Extract the material below, from its first line through the line with "top-left (295, 367), bottom-right (395, 422)", both included, and reproduce each line unchanged.

[Records from a collection]
>>>>>
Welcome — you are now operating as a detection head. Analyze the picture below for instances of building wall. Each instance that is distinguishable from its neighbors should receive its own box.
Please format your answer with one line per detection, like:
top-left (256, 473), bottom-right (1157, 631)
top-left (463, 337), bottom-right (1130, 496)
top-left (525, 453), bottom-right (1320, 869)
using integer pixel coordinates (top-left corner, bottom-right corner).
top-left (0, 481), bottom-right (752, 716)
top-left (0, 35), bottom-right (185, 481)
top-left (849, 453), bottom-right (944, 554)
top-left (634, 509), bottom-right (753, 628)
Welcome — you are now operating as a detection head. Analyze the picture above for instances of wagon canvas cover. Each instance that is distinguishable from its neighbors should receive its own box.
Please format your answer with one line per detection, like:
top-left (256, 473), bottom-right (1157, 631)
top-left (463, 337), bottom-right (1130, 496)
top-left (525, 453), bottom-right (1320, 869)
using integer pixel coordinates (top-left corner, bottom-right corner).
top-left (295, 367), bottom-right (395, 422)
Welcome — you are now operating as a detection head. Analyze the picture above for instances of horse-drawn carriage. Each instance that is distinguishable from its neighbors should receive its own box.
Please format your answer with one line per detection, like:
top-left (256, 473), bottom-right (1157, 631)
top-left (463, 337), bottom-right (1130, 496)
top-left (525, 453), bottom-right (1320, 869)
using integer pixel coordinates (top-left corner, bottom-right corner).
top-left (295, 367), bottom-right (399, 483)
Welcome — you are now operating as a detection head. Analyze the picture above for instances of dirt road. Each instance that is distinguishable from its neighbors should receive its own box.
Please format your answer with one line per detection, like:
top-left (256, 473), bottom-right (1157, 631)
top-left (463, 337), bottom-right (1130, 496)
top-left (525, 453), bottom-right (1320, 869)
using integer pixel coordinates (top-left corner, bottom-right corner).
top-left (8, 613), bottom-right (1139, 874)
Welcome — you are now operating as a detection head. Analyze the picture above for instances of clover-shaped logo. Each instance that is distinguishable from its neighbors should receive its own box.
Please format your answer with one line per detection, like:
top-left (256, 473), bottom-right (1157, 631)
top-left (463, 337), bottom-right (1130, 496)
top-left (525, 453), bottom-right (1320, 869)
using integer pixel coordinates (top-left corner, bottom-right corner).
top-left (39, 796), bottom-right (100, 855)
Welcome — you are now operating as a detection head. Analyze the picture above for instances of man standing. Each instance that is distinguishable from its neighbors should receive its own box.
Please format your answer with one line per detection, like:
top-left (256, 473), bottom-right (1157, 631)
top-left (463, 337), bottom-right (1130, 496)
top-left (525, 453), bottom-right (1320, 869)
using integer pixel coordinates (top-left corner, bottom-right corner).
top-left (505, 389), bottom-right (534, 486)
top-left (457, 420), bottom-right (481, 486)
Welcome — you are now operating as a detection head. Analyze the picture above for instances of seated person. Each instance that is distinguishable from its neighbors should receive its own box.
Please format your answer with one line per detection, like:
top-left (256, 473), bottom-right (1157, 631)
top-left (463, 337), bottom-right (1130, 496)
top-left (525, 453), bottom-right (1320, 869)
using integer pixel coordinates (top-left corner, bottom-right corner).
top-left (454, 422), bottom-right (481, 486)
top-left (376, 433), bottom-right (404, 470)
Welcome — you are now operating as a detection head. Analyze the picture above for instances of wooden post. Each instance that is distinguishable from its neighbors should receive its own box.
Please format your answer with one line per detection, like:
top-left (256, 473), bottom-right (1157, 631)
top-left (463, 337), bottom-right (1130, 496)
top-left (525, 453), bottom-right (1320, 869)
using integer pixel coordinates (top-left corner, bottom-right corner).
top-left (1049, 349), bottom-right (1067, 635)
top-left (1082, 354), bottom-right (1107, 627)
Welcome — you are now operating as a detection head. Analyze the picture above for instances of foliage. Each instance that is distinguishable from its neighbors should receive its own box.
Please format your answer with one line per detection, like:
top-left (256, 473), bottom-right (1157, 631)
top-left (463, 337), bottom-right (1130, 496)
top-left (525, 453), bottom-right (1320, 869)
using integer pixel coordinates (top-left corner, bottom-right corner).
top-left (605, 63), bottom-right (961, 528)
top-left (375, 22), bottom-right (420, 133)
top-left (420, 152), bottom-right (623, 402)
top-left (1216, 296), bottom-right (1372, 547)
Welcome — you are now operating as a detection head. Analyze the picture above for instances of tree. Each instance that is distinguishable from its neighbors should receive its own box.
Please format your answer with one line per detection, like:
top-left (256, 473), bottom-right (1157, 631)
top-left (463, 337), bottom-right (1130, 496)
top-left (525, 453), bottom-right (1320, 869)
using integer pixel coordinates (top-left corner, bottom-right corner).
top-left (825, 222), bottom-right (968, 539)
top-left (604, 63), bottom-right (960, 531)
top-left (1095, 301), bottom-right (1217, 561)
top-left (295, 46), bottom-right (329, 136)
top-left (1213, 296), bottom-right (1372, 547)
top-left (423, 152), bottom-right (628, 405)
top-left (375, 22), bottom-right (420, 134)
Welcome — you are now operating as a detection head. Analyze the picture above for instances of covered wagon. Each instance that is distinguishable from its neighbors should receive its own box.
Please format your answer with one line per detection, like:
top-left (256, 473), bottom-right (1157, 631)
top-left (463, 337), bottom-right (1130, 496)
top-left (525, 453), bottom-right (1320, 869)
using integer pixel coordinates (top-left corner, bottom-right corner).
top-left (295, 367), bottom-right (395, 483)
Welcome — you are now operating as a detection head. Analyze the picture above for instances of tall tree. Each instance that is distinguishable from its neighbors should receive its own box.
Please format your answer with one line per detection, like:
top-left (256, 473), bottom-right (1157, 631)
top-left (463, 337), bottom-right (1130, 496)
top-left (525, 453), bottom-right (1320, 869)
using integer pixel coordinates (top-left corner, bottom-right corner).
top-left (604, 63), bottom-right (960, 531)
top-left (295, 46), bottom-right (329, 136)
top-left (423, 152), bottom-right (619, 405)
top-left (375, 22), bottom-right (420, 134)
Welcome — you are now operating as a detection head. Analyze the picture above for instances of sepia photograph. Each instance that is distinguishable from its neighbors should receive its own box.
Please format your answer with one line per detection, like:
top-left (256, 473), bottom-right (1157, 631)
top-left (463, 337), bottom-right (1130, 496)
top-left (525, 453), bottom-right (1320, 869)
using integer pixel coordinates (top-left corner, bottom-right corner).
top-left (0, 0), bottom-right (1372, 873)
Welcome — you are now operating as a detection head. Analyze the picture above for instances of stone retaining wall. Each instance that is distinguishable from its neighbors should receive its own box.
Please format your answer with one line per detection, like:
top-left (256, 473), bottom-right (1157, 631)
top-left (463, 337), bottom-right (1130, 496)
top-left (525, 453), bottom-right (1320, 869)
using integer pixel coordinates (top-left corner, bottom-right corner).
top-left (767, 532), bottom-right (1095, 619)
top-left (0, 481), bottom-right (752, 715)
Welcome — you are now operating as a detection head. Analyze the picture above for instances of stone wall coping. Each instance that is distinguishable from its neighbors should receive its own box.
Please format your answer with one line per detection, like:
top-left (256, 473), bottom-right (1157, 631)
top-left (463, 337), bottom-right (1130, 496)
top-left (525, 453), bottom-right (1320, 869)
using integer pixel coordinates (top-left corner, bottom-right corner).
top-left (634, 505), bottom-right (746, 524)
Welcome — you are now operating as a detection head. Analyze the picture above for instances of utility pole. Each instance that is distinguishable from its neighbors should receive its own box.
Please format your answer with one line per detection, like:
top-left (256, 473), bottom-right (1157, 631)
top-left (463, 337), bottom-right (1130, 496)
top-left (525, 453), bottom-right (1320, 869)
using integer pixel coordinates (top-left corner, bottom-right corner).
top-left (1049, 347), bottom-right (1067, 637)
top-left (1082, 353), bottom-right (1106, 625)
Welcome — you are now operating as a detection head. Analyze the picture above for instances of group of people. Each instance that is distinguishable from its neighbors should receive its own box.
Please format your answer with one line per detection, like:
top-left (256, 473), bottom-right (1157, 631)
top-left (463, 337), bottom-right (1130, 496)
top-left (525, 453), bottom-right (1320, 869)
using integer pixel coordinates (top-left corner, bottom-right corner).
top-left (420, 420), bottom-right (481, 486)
<<<<<
§ **EXERCISE RESPONSE**:
Welcome — you are now operating as a detection head. Analyze the picture below for instances of building wall. Each instance that is distinguishable from its neighbors should receive its own box.
Please format your answer with one line per detection, like:
top-left (256, 473), bottom-right (1157, 631)
top-left (463, 337), bottom-right (1130, 496)
top-left (525, 453), bottom-right (1320, 869)
using integer pixel coordinates (top-left corner, bottom-right corner).
top-left (0, 481), bottom-right (752, 716)
top-left (0, 35), bottom-right (185, 481)
top-left (849, 453), bottom-right (944, 554)
top-left (634, 509), bottom-right (753, 628)
Welcome — you are now operating as a detection head. Analyze the picture above for instances of wagon canvas cover. Each instance that is distinguishable from its neighbors should receive its own box.
Please format your answer with one line per detection, like:
top-left (256, 473), bottom-right (1157, 631)
top-left (463, 337), bottom-right (1130, 496)
top-left (525, 453), bottom-right (1320, 869)
using integer pixel coordinates (top-left corner, bottom-right corner).
top-left (295, 367), bottom-right (395, 422)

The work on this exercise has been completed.